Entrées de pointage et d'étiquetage
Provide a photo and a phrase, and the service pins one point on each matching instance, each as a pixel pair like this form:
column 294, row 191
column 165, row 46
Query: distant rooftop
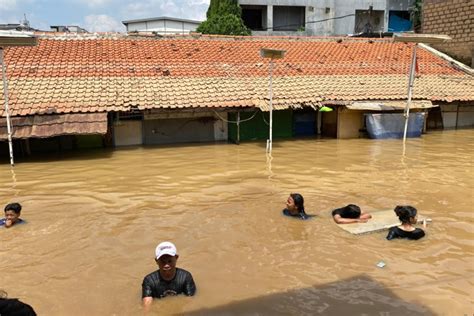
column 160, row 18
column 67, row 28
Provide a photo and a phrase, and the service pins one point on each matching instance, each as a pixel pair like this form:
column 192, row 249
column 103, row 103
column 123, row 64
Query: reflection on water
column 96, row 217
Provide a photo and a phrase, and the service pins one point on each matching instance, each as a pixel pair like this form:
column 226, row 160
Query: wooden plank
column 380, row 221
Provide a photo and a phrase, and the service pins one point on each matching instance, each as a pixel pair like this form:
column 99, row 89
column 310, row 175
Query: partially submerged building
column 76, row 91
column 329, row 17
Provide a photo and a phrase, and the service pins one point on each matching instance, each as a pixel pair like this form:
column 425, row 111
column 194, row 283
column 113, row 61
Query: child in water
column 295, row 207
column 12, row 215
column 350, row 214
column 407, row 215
==
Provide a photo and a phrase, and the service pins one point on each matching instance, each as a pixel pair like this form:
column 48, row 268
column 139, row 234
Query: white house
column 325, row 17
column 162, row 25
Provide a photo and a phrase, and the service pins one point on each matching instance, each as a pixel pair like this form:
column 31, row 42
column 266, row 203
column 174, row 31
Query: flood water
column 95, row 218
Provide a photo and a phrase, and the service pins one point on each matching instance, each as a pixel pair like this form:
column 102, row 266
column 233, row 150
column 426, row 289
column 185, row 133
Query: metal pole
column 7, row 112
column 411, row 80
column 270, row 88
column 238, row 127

_Tâche à réaliser:_
Rassemblez toutes les lignes ci-dessus qui contiennent le mot « water ».

_Solution du problème:_
Query: reflection on water
Query: child in water
Query: flood water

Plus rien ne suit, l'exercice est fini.